Source data:
*** Block opens ***

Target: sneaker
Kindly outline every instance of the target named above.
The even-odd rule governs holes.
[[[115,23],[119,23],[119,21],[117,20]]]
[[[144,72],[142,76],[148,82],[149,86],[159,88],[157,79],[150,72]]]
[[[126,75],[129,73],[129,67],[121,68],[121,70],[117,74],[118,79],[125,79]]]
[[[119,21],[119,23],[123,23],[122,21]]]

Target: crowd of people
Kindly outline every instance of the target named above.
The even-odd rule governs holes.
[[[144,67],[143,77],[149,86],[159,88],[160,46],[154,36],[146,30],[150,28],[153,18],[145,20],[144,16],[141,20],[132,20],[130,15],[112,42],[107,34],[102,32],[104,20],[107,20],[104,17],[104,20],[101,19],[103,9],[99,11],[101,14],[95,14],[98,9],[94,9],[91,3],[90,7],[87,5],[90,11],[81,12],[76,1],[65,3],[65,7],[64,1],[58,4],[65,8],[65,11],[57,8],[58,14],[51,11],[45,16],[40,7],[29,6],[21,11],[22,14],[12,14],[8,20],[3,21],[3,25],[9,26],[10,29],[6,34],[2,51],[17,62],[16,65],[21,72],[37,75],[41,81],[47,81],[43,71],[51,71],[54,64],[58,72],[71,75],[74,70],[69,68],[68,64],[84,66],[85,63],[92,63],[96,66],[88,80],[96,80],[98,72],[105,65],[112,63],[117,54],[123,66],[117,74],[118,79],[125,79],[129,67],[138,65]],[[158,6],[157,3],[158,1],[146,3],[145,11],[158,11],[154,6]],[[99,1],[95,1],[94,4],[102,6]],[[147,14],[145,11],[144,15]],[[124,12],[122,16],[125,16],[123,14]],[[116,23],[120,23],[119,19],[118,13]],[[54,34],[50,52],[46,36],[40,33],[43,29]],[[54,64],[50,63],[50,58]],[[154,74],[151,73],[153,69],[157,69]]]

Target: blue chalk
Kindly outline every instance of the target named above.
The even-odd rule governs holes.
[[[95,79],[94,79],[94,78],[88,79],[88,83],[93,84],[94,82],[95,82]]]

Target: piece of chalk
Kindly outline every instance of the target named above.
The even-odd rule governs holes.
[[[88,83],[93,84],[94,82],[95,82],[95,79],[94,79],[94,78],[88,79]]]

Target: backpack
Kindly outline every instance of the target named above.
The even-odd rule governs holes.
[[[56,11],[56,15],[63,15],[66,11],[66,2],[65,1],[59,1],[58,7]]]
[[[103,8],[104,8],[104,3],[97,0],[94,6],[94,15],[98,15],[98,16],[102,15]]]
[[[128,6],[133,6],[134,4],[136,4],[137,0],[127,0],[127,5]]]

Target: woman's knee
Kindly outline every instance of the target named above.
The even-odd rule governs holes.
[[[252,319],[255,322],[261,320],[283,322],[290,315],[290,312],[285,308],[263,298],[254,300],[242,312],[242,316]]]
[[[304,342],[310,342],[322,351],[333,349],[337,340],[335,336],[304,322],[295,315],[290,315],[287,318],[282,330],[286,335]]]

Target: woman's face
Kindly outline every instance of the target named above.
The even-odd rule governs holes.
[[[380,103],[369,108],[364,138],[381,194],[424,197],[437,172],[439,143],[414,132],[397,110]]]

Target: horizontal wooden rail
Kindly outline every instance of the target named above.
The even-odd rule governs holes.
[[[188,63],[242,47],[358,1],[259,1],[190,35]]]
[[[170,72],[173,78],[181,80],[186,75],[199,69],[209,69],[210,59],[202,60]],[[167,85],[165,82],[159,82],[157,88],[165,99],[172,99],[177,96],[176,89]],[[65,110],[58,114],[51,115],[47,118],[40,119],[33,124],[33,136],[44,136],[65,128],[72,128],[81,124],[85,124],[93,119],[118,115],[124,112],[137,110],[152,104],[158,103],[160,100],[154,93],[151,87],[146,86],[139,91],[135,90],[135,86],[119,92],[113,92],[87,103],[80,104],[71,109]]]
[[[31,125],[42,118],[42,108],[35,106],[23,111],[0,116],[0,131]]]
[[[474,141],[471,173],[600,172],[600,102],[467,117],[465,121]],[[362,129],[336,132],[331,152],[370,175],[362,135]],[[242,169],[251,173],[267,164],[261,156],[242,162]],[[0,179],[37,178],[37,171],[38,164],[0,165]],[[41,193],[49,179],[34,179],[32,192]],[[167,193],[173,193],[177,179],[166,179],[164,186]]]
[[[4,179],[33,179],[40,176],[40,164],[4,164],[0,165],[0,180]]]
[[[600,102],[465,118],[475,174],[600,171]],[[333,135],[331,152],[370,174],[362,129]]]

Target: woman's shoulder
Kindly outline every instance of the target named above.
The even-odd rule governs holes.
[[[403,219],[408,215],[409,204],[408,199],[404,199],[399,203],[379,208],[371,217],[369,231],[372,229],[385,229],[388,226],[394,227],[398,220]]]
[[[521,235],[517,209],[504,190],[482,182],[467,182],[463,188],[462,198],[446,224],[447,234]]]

*** Block closes ***

Task brief:
Could you write out all the entries word for word?

Answer space:
Target: sneaker
Kindly outline every instance of the target named above.
The even-odd rule governs holes.
[[[115,23],[119,23],[119,21],[117,20]]]
[[[144,72],[142,76],[148,82],[149,86],[159,88],[157,79],[150,72]]]
[[[126,75],[129,73],[129,67],[121,68],[121,70],[117,74],[118,79],[125,79]]]
[[[119,21],[119,23],[123,23],[122,21]]]

Target: crowd of people
Kindly outline every instance of the target named above.
The even-odd rule governs holes.
[[[144,67],[143,77],[149,86],[159,88],[160,46],[154,36],[146,30],[150,28],[153,18],[145,20],[144,16],[141,20],[132,20],[130,15],[112,42],[107,34],[102,32],[104,20],[107,20],[104,17],[104,20],[101,19],[103,9],[99,11],[101,14],[95,14],[98,9],[94,9],[91,3],[90,7],[87,5],[90,11],[81,12],[76,1],[65,3],[65,7],[64,1],[58,4],[65,8],[65,11],[57,8],[58,14],[51,11],[45,16],[40,7],[29,6],[21,11],[22,14],[12,14],[8,20],[3,21],[3,25],[9,26],[10,29],[6,34],[2,51],[17,62],[16,65],[21,72],[37,75],[41,81],[47,81],[43,71],[51,71],[54,64],[58,72],[71,75],[74,70],[69,68],[68,64],[84,66],[85,63],[92,63],[96,66],[88,80],[96,80],[98,72],[105,65],[112,63],[117,54],[123,66],[117,74],[118,79],[125,79],[129,67],[138,65]],[[158,6],[157,3],[158,1],[146,3],[145,11],[158,11],[154,6]],[[99,1],[95,1],[94,4],[102,6]],[[147,14],[145,11],[144,15]],[[124,12],[122,16],[125,16],[123,14]],[[116,23],[120,23],[119,19],[118,13]],[[54,34],[50,52],[46,36],[40,33],[43,29]],[[54,64],[50,63],[50,58]],[[154,74],[151,73],[153,69],[157,69]]]

Target: blue chalk
Kindly outline every instance of the target named above.
The even-odd rule governs holes.
[[[95,79],[94,79],[94,78],[88,79],[88,83],[93,84],[94,82],[95,82]]]

Target: piece of chalk
Kindly outline every instance of the target named above.
The even-odd rule governs holes.
[[[88,83],[93,84],[94,82],[95,82],[95,79],[94,79],[94,78],[88,79]]]

Target: backpack
Kindly outline every instance of the target named above.
The even-odd rule governs holes.
[[[56,11],[56,15],[63,15],[66,11],[66,2],[65,1],[59,1],[58,7]]]
[[[103,8],[104,8],[104,3],[97,0],[94,6],[94,15],[98,15],[98,16],[102,15]]]
[[[128,6],[133,6],[134,4],[136,4],[137,0],[127,0],[127,5]]]

Target: woman's knee
Kindly outline every instance of the target named above.
The even-odd rule governs holes.
[[[252,319],[255,322],[261,320],[283,322],[290,315],[290,312],[285,308],[263,298],[254,300],[242,312],[242,316]]]
[[[304,342],[310,342],[322,351],[333,349],[337,340],[335,336],[304,322],[295,315],[290,315],[287,318],[282,330],[286,335]]]

Target: woman's face
Kindly outline every instance of the target named above.
The even-odd rule governs holes.
[[[380,103],[369,108],[364,138],[381,194],[424,197],[437,172],[439,143],[414,132],[397,110]]]

Target: horizontal wooden rail
Kindly outline every instance of the target named above.
The even-odd rule governs holes.
[[[188,63],[242,47],[358,1],[259,1],[190,35]]]
[[[170,72],[173,78],[181,80],[186,75],[199,69],[209,69],[210,59],[202,60]],[[167,85],[165,82],[159,82],[157,88],[165,99],[172,99],[177,96],[176,89]],[[65,110],[58,114],[51,115],[47,118],[40,119],[33,124],[33,136],[44,136],[65,128],[72,128],[81,124],[85,124],[93,119],[118,115],[124,112],[137,110],[152,104],[158,103],[160,100],[154,93],[151,87],[146,86],[139,91],[135,90],[135,86],[119,92],[113,92],[87,103],[80,104],[71,109]]]
[[[31,125],[42,118],[42,108],[35,106],[23,111],[0,116],[0,131]]]
[[[474,141],[471,173],[600,172],[600,102],[467,117],[465,121]],[[362,129],[336,132],[331,152],[370,175],[362,135]],[[242,169],[251,173],[267,164],[261,156],[242,162]],[[0,179],[37,178],[37,171],[38,164],[0,165]],[[41,193],[49,179],[34,179],[32,192]],[[167,193],[173,193],[177,179],[166,179],[164,186]]]
[[[4,179],[33,179],[40,176],[40,164],[4,164],[0,165],[0,180]]]
[[[600,102],[465,118],[475,174],[600,171]],[[333,135],[331,152],[370,174],[362,129]]]

Target: woman's shoulder
Kindly outline every instance of the target named above.
The even-odd rule governs holes.
[[[403,219],[408,215],[409,204],[408,199],[404,199],[399,203],[379,208],[371,217],[369,231],[372,229],[385,229],[388,226],[394,227],[398,220]]]
[[[521,235],[517,209],[504,190],[482,182],[467,182],[463,188],[462,198],[446,224],[447,234]]]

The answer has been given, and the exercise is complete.